PROVIDED PASSAGE START
The road to recovery
In July of last year, Hollywood veteran actress Jamie Lee Curtis celebrated 22 years of being sober. The Knives Out star spoke about her sobriety journey to AARP Magazine; “I’ve been sober 22 years, off of alcohol and pain pill addiction….the process of being a super person puts you in the one day at a time mentality.”
Jamie Lee Curtis’ journey is probably one of the most documented in Hollywood and has been discussed repeatedly since 1999. In an interview in the year 2002, Curtis discussed the deadly effects of addiction; “It kills people. It killed my brother. It kills young people, old people, it ruins families, It’s ruinous.”
A few months ago, Academy Award-nominated actor Josh Brolin also took to social media to celebrate eight years in recovery. Drew Barrymore also recently announced that she had given up drinking after a tussle with addiction, and singers, The Weeknd and Adele have also made similar admissions. This list is not extensive but goes to show that recovery is possible.
According to Jenson, “Addiction is largely steeped in declining mental health states. A fearful, depressed mind is ten times more likely to fall into addictive patterns. Addiction is not a disease but rather a level of consciousness and awareness that can be reprogrammed.”
PROVIDED PASSAGE END
SUPPLIED INFORMATION START
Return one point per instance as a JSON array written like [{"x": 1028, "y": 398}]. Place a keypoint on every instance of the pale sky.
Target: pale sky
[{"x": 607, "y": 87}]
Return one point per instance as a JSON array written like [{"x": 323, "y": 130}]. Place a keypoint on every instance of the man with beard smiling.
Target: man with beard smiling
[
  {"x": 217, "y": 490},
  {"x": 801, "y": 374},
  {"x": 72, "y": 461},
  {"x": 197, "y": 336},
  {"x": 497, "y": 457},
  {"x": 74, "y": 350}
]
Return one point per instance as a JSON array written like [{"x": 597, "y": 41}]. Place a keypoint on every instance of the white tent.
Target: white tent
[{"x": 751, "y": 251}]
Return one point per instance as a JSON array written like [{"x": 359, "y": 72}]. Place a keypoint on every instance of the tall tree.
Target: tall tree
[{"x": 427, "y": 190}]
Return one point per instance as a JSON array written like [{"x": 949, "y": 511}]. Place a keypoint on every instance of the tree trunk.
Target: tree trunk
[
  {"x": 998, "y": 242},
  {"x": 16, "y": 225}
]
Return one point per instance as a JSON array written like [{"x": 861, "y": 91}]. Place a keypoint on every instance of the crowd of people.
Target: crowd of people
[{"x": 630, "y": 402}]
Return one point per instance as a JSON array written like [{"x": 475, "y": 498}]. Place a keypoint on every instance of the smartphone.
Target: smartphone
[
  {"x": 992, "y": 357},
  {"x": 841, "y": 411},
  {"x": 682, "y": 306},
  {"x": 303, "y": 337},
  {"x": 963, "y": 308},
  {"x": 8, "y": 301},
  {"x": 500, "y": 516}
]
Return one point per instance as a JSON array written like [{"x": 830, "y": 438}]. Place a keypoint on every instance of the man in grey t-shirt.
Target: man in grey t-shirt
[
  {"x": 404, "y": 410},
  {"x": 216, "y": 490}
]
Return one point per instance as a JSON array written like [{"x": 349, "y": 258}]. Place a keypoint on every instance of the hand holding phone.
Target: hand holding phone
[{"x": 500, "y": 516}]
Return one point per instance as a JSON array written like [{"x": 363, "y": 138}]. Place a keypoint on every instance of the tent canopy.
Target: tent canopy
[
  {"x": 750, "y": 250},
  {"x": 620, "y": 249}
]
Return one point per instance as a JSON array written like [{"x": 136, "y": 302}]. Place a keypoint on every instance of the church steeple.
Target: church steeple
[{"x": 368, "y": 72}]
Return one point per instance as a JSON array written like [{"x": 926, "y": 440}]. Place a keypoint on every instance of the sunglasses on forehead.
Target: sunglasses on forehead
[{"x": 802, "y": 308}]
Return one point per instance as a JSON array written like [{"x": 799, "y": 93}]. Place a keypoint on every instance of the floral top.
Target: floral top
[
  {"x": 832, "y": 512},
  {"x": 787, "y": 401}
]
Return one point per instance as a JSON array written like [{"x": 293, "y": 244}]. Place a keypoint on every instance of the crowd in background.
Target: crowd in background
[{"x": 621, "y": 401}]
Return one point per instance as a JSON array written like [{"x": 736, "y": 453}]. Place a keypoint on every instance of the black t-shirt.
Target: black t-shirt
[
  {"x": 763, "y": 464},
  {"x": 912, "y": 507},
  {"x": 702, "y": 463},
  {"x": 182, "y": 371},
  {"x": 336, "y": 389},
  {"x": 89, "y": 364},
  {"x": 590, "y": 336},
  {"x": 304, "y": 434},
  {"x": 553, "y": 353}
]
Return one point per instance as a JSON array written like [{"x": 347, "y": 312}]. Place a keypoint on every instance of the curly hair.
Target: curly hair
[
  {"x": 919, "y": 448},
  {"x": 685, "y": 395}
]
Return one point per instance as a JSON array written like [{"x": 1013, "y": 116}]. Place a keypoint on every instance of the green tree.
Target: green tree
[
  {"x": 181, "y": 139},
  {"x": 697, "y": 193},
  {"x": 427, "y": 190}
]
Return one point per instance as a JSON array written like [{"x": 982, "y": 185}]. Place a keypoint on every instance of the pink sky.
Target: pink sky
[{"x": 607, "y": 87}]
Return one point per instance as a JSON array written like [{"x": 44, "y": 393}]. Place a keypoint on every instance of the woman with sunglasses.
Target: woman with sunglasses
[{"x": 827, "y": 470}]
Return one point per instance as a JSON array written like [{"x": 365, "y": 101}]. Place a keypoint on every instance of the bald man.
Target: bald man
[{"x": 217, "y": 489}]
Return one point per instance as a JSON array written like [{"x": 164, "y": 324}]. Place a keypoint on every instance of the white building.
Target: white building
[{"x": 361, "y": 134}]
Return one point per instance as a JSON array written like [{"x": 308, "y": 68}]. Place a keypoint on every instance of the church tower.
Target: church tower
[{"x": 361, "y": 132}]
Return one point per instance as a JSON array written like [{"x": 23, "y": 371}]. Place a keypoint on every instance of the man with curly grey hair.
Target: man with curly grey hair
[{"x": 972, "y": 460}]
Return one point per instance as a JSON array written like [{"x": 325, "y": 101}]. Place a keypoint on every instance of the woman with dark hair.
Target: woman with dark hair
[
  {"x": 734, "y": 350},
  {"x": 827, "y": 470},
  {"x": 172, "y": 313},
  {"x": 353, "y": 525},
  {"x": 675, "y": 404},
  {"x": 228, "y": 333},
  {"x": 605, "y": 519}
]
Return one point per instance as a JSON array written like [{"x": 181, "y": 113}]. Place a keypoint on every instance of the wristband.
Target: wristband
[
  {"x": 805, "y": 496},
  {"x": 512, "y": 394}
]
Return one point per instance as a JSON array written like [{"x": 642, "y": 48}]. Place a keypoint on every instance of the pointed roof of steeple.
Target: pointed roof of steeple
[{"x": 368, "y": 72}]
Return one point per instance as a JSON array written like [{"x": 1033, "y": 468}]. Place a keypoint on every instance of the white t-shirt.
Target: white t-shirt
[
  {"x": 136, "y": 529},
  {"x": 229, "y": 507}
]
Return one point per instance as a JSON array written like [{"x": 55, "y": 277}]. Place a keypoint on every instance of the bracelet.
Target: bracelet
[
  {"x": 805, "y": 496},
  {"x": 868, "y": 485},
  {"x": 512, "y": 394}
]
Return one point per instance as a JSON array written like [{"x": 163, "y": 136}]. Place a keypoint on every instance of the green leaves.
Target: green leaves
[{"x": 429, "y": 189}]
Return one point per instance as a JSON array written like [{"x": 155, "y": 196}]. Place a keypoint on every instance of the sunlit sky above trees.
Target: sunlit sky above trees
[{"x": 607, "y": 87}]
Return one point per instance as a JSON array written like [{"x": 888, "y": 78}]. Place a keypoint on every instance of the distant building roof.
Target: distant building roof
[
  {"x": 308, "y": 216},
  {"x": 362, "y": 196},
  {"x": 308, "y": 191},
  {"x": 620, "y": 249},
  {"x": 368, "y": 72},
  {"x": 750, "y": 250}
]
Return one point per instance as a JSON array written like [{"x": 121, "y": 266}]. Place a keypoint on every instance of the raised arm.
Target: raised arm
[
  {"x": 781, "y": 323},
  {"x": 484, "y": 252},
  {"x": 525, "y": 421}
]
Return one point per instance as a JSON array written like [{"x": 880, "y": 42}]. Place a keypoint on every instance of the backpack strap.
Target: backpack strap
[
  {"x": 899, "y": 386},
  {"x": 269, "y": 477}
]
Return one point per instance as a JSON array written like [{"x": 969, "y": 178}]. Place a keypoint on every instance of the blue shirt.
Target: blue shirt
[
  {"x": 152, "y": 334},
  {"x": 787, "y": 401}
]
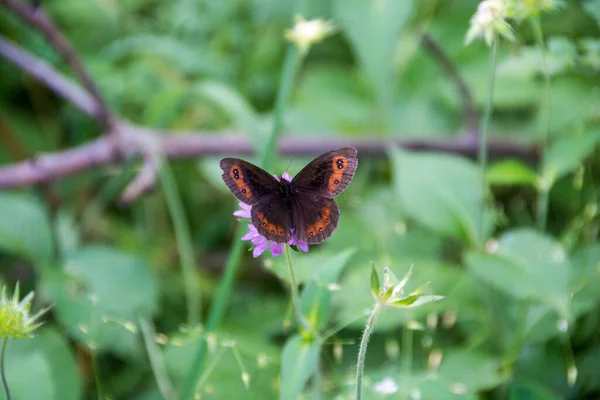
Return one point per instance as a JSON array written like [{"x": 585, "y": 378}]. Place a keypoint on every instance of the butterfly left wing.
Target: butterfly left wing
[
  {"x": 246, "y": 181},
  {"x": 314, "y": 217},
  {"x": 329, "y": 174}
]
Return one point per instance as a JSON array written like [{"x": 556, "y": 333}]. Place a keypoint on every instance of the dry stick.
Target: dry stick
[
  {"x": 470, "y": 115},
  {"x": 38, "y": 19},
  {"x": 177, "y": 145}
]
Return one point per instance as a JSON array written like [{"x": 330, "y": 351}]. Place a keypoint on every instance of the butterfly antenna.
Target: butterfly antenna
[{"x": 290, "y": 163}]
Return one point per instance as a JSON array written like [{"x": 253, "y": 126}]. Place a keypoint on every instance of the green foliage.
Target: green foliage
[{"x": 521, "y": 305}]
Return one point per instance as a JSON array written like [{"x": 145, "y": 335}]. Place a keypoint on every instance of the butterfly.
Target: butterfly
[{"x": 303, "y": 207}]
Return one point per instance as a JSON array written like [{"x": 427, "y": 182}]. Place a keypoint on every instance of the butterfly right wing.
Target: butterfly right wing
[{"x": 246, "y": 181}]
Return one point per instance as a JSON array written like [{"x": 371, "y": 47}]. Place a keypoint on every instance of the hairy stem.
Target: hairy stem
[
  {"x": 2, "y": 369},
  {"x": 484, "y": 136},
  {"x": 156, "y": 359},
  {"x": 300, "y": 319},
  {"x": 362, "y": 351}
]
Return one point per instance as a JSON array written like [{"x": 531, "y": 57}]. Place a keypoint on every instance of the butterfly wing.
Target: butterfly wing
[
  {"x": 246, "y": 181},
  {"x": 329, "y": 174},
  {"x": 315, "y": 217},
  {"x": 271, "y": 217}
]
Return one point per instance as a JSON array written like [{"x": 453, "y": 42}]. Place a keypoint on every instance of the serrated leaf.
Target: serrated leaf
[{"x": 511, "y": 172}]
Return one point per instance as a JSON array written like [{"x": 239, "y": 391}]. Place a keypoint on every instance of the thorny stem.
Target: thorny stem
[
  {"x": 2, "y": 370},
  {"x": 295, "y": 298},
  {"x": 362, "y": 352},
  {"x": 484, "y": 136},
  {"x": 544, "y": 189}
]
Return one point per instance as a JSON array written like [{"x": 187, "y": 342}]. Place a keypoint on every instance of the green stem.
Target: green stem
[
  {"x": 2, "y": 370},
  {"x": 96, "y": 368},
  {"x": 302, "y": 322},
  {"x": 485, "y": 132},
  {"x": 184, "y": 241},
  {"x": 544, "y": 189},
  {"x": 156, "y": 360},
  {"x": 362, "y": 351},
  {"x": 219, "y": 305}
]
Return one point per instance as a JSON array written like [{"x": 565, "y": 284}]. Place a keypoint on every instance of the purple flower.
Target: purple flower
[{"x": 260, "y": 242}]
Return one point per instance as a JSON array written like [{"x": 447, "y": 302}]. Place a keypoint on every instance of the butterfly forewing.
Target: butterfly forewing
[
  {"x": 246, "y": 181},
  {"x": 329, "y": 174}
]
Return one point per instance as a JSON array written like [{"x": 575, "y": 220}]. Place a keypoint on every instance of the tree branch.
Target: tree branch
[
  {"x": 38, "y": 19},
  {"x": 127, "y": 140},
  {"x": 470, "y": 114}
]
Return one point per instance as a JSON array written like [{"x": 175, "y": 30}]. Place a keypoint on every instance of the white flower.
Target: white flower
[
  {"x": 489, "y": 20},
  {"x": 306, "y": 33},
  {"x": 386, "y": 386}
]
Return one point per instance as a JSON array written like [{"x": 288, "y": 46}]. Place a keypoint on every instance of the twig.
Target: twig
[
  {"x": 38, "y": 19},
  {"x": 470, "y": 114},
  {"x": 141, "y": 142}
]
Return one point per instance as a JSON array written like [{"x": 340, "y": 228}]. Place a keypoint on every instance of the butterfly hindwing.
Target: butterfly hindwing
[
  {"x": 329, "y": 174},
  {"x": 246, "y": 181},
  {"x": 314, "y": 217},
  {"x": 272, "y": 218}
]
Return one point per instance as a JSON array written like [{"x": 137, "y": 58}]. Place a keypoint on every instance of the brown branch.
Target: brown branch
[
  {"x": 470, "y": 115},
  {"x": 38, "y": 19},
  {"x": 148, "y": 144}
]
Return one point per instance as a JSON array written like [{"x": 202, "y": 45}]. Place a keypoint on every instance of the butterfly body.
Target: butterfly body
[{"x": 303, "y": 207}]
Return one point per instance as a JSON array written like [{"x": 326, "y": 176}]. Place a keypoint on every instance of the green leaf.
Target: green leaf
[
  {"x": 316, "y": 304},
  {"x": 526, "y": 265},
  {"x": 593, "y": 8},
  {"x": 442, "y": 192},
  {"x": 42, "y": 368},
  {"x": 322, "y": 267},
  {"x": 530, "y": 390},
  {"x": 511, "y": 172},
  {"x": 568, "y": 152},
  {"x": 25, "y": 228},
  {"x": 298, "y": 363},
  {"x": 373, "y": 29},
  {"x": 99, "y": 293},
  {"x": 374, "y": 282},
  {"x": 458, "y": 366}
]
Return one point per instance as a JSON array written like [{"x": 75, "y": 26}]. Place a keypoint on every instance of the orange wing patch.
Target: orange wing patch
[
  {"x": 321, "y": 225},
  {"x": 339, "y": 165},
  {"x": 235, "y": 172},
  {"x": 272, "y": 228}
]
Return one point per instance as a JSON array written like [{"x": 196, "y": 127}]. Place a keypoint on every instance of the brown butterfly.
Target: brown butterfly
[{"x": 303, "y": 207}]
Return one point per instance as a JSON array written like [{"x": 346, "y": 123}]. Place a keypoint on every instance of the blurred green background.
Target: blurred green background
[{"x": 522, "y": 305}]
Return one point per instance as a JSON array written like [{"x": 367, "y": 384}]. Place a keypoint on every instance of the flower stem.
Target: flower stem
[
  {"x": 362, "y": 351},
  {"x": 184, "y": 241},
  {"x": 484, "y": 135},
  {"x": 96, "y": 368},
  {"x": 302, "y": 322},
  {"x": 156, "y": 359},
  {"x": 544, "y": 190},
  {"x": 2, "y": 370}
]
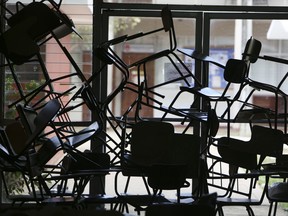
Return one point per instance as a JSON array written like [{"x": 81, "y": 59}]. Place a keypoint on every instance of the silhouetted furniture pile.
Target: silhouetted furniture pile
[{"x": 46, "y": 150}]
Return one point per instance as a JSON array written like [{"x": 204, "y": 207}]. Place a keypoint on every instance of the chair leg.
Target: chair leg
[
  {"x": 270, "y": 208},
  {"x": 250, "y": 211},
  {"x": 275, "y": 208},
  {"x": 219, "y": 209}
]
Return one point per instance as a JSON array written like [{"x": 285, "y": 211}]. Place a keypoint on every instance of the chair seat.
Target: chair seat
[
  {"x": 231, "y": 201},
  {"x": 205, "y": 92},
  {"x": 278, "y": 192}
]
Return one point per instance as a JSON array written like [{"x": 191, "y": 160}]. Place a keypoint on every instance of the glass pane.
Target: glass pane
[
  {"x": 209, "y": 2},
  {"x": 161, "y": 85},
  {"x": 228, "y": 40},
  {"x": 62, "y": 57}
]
SUPPLIED INFORMATION END
→ **PROBLEM STATEMENT**
Repeat the part of the passage on celebrity sobriety from "Jamie Lee Curtis’" to "recovery is possible.". The records play no part in what comes next.

→ **EXERCISE OUTPUT**
Jamie Lee Curtis’ journey is probably one of the most documented in Hollywood and has been discussed repeatedly since 1999. In an interview in the year 2002, Curtis discussed the deadly effects of addiction; “It kills people. It killed my brother. It kills young people, old people, it ruins families, It’s ruinous.”
A few months ago, Academy Award-nominated actor Josh Brolin also took to social media to celebrate eight years in recovery. Drew Barrymore also recently announced that she had given up drinking after a tussle with addiction, and singers, The Weeknd and Adele have also made similar admissions. This list is not extensive but goes to show that recovery is possible.